## INSTRUCTIONS FOR THE TASK
Print the records word for word from the very start through the line containing "Outline every instance of the golden", including that line, and stop there.

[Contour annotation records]
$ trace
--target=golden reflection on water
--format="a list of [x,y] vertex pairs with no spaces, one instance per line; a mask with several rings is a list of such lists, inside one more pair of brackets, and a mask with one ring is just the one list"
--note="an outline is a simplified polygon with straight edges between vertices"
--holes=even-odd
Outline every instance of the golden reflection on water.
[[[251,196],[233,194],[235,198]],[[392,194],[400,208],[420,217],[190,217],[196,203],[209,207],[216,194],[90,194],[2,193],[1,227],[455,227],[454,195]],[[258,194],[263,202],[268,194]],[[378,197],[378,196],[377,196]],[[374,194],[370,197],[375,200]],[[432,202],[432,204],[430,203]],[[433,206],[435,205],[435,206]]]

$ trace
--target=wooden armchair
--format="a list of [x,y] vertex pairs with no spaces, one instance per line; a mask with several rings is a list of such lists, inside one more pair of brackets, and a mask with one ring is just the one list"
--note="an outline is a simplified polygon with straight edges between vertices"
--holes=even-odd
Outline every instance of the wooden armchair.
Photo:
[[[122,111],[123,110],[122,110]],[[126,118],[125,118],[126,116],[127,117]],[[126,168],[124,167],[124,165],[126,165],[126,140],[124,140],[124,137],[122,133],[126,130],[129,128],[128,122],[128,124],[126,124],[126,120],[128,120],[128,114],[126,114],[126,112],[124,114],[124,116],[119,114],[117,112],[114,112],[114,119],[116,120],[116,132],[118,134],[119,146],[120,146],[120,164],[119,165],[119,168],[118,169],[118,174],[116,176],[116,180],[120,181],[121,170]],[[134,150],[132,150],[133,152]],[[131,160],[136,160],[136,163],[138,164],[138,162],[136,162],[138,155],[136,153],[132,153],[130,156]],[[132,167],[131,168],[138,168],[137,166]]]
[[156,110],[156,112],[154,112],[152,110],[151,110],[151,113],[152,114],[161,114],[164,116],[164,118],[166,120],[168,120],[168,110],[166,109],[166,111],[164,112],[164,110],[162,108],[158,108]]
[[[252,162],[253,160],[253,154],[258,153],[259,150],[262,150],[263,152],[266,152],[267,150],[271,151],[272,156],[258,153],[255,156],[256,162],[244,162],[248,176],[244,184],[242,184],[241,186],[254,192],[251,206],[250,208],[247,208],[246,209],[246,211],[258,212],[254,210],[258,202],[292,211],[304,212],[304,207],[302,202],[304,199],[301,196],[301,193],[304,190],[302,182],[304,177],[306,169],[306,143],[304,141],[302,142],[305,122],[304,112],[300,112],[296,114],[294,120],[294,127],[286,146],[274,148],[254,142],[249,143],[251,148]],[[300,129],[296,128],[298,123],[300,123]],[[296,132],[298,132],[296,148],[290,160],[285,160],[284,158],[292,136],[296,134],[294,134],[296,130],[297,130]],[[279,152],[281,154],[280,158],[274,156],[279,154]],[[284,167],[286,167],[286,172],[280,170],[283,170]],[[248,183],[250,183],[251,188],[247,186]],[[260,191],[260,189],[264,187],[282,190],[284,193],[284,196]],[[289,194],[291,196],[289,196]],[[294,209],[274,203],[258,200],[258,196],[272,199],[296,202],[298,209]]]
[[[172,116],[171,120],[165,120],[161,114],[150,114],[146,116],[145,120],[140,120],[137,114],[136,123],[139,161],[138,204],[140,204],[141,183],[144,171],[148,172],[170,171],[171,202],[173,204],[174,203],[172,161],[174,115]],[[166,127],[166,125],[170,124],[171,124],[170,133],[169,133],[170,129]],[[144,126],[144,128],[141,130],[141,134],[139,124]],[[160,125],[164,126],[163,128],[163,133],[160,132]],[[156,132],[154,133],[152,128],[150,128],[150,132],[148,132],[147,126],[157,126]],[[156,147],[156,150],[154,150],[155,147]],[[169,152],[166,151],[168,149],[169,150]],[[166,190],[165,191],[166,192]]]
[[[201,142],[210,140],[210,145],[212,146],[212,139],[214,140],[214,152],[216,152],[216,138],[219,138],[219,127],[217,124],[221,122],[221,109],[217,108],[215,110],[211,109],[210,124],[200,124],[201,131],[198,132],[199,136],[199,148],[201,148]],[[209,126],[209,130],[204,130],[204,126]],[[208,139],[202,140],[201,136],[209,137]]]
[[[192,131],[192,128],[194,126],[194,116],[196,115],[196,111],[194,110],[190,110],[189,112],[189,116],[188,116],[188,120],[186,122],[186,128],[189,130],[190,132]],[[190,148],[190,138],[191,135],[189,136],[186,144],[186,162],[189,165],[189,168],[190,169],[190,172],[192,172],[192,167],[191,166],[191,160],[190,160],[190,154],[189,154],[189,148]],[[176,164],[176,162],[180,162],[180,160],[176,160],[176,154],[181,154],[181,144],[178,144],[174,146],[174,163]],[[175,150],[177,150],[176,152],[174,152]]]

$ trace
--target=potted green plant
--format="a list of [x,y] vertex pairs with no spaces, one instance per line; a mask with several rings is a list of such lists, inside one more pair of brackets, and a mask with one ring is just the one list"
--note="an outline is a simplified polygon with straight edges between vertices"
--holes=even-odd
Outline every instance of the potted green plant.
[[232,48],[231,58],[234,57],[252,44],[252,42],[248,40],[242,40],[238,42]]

## FINAL RESULT
$ trace
--target=golden reflection on water
--format="a list of [x,y] vertex pairs with no spaces, one instance per line; a mask with several rings is a list of such lists, inside one more pair of brackets, and a mask with one ring is just the one list"
--note="an outline is a simplified polygon with straight edges between vertices"
--holes=even-odd
Outline every instance of the golden reflection on water.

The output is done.